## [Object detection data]
::::
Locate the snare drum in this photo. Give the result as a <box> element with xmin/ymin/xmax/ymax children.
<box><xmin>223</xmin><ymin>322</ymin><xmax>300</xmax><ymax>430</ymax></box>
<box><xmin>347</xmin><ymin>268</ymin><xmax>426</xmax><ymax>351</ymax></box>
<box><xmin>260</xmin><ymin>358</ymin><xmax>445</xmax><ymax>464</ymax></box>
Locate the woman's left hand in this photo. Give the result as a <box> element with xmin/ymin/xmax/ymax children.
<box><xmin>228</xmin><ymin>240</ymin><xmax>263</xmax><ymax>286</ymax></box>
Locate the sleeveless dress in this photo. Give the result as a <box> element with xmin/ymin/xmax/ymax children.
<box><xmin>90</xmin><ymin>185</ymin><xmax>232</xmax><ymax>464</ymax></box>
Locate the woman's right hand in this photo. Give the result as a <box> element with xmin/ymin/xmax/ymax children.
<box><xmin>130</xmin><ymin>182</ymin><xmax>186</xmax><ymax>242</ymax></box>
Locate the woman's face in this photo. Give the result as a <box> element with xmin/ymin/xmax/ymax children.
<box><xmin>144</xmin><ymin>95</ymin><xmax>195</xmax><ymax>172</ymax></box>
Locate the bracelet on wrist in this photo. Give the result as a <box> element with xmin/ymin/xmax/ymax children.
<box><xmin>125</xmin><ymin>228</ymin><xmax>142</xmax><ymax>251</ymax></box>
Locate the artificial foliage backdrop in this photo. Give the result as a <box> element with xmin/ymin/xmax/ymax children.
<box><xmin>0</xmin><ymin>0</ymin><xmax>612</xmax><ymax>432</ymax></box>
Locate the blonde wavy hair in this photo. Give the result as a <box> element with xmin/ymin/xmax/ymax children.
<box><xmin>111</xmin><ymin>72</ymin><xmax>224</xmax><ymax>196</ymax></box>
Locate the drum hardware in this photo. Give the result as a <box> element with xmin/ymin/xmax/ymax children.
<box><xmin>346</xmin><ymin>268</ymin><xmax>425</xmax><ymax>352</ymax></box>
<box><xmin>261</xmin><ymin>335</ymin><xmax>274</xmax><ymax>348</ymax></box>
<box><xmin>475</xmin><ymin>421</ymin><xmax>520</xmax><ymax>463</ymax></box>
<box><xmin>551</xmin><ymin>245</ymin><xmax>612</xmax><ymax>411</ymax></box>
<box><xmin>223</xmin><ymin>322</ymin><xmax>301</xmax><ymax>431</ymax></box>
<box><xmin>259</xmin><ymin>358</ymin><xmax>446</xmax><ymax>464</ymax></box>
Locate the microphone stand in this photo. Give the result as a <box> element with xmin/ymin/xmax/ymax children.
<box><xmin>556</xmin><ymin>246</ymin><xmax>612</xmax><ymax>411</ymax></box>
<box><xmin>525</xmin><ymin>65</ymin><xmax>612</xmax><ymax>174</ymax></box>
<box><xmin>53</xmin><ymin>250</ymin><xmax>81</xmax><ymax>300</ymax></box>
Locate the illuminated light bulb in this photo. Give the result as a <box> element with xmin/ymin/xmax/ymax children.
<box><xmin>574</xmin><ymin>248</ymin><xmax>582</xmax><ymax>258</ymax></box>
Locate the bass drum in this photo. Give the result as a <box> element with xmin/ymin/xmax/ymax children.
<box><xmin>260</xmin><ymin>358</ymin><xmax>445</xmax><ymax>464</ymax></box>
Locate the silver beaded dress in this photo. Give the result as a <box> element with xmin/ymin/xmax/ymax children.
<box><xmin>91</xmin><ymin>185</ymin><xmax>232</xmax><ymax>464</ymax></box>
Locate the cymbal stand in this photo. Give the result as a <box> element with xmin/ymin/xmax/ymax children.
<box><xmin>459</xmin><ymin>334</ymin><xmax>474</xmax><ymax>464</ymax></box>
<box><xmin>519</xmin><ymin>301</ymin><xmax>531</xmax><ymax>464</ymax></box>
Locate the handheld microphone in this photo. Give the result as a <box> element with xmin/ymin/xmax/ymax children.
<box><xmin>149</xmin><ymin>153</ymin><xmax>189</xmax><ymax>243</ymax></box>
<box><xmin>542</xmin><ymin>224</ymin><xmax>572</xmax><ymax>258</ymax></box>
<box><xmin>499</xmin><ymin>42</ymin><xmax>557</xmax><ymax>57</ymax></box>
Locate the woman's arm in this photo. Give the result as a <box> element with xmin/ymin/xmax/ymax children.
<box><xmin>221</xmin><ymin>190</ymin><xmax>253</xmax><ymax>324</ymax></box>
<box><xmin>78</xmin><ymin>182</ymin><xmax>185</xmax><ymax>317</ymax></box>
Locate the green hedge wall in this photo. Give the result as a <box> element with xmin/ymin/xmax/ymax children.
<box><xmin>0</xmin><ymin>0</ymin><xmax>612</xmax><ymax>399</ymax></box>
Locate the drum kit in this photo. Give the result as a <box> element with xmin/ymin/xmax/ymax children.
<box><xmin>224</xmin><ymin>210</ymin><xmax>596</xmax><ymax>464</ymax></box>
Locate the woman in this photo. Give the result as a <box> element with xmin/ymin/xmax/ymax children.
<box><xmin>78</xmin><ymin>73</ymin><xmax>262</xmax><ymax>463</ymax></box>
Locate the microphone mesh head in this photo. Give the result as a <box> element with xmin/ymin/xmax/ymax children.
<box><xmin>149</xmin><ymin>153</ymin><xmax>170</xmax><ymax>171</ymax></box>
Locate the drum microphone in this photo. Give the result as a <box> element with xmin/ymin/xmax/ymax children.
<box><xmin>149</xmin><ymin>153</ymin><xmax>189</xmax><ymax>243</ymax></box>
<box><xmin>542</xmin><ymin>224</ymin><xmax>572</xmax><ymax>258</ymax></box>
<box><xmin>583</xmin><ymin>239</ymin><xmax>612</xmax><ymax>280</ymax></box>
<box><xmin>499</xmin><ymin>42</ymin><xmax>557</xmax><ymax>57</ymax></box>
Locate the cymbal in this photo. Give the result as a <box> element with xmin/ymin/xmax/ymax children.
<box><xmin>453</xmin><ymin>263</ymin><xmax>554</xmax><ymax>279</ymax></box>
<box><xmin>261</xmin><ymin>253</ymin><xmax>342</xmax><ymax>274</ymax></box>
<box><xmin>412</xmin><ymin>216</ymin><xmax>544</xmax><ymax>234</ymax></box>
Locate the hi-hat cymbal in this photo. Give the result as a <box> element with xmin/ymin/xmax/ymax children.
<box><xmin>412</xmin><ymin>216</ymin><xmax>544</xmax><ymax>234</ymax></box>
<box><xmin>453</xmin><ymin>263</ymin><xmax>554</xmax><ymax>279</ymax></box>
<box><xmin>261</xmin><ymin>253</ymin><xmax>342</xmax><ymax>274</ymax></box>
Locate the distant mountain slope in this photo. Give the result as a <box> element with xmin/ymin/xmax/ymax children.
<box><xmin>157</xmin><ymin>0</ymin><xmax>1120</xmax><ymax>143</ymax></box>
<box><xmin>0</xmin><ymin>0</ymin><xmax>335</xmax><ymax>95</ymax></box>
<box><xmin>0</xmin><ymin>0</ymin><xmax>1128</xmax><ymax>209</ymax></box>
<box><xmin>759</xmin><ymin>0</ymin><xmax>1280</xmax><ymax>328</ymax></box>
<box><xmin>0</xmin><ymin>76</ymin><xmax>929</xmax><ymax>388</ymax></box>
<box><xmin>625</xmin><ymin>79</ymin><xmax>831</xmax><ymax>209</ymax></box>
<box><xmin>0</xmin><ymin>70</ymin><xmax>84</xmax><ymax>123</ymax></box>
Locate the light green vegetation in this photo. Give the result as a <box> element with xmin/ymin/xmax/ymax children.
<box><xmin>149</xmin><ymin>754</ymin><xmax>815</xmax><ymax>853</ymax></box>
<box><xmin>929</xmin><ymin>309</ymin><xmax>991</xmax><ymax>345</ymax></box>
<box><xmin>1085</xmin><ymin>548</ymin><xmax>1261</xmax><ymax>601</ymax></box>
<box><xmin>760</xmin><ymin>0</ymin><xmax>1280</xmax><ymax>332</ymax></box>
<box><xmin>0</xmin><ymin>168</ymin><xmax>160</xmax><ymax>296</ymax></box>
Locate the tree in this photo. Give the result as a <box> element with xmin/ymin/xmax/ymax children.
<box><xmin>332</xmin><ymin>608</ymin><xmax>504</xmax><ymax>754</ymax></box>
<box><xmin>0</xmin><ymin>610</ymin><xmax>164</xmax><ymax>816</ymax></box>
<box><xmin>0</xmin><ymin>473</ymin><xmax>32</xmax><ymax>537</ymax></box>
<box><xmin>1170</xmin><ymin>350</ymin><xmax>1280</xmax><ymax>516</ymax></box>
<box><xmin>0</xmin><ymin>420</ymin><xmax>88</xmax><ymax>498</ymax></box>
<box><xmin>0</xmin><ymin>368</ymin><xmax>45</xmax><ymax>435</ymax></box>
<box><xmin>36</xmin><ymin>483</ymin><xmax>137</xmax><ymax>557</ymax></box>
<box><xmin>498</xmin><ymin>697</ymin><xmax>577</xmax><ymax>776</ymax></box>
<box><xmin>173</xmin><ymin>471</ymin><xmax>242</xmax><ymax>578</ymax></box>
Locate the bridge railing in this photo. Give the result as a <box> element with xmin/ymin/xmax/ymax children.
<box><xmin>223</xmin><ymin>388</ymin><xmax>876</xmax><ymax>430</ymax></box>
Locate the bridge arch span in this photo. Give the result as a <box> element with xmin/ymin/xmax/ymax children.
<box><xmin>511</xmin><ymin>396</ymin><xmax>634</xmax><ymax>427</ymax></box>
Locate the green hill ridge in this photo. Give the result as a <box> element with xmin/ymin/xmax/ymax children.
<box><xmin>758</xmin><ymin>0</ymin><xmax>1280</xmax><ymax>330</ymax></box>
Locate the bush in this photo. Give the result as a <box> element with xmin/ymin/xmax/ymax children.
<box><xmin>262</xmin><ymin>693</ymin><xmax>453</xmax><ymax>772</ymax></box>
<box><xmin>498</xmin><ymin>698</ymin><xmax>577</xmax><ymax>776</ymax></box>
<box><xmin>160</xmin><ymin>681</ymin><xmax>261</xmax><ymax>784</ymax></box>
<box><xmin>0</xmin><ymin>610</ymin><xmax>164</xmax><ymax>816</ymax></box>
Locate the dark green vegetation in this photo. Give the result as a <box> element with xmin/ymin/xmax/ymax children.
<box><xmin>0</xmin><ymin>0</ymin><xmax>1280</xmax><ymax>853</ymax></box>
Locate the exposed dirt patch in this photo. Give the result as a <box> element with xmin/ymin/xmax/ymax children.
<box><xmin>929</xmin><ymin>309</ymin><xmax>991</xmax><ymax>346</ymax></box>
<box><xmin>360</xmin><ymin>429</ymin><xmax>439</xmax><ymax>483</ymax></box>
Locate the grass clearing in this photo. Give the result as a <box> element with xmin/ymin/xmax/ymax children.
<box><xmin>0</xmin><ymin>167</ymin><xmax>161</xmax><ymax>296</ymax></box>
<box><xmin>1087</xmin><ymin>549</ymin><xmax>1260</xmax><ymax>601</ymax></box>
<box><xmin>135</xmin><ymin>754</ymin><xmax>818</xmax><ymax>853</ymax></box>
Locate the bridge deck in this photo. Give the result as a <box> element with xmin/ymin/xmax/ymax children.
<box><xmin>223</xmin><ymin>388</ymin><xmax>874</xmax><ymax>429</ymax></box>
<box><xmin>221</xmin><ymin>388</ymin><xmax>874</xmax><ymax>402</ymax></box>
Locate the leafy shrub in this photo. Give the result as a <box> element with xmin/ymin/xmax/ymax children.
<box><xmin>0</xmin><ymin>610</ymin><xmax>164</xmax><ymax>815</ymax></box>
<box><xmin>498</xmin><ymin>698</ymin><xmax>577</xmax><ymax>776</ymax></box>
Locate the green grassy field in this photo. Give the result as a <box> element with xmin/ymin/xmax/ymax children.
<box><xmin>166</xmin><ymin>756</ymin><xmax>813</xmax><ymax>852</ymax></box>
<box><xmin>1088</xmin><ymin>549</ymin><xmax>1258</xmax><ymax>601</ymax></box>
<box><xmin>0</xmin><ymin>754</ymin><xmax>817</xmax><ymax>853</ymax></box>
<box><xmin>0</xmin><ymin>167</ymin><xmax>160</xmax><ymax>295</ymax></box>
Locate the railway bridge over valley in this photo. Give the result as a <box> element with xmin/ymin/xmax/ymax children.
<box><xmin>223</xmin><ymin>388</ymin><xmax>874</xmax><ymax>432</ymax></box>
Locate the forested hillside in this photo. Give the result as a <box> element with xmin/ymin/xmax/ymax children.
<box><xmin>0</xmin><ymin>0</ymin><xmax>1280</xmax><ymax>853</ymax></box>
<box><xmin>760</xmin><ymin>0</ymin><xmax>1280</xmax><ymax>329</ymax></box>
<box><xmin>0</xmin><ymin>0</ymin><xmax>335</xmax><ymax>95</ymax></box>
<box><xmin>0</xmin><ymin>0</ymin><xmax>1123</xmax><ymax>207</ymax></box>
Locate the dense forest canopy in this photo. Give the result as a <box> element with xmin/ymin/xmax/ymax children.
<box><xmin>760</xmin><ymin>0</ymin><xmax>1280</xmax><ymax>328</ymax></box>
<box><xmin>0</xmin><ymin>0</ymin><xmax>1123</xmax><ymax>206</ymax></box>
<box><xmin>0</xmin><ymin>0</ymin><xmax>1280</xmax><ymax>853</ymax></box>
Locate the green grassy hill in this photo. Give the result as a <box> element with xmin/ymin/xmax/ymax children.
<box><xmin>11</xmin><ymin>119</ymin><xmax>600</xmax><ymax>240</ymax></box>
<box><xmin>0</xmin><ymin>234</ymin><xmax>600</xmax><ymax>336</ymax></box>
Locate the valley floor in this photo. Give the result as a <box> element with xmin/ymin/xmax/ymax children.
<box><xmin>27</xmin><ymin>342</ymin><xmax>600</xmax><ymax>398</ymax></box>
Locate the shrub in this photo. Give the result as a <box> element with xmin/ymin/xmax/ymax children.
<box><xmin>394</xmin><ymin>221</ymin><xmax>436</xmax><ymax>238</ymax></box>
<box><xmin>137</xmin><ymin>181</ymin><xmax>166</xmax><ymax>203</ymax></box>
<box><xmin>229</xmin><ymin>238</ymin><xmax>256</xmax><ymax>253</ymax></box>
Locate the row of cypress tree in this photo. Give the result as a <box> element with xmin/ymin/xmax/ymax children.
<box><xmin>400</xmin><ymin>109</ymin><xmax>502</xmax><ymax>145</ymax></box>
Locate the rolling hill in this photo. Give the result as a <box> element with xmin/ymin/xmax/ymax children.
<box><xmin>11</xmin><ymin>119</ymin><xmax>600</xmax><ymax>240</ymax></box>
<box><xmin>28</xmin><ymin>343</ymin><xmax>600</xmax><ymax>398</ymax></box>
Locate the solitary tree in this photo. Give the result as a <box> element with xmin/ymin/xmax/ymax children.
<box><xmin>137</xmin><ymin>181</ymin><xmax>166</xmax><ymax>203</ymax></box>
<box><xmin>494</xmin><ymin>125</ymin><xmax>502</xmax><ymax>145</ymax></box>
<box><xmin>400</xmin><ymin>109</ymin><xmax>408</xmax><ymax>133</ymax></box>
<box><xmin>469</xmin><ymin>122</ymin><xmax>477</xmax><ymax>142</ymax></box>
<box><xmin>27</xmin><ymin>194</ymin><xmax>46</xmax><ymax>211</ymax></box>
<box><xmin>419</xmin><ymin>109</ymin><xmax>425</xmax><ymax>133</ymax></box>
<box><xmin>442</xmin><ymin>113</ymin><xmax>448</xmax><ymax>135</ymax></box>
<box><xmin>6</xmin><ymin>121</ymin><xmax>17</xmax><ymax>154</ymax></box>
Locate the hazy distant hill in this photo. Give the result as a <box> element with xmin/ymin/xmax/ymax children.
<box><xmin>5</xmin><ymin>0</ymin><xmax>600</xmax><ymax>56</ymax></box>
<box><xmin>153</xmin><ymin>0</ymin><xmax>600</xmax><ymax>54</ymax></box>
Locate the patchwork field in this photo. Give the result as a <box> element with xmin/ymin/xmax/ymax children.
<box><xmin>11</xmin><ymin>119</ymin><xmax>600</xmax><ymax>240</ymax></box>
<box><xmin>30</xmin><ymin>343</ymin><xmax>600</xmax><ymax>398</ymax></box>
::::
## [Task goal]
Show every line of the entries above that contains the word "valley".

## [Response below]
Locate the railway bridge over valley in this photo. Give the result as a <box> element with xmin/ymin/xmax/ymax children.
Locate the valley floor in this photo. Give the result as a <box> element with xmin/ymin/xmax/ymax children.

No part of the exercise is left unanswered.